Work required:
Copy the listing below word for word, from its first line down to and including the line that contains "column 144, row 260".

=====

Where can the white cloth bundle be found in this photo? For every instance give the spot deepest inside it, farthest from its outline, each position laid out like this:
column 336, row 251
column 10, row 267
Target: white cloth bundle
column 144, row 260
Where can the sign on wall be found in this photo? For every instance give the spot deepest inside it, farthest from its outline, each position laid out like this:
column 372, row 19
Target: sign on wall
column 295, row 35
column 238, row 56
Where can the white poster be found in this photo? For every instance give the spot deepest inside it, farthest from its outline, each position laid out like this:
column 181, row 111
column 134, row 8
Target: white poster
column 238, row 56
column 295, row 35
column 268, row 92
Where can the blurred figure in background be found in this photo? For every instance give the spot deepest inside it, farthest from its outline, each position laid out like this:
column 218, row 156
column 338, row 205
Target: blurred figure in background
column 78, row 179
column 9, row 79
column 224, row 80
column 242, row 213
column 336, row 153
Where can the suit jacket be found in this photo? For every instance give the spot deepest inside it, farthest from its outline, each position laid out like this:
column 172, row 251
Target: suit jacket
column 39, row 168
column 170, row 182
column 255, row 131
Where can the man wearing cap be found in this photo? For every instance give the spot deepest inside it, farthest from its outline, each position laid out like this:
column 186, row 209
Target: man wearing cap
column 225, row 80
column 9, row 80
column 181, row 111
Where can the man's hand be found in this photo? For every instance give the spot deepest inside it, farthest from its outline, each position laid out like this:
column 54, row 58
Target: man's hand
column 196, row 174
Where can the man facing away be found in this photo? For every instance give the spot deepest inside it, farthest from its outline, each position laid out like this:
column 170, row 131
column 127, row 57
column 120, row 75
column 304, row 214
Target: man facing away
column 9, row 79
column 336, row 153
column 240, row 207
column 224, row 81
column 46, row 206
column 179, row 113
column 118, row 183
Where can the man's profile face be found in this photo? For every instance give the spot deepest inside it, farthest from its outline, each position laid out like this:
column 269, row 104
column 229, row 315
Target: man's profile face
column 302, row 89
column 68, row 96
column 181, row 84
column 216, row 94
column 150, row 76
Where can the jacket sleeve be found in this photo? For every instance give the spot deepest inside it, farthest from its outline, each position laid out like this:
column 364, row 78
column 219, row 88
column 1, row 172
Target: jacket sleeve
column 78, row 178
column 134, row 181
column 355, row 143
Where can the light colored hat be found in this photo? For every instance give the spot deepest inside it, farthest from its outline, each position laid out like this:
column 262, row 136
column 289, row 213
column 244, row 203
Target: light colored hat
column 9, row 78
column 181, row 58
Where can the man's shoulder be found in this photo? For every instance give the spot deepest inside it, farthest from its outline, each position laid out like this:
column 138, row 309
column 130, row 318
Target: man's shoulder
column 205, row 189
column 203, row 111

=====

Finished exercise:
Where can the white cloth bundle be found in this photo? For every instance give the spot deepest inside it, farthest from its outline, each position laid out like this:
column 336, row 251
column 10, row 267
Target: white cloth bundle
column 144, row 260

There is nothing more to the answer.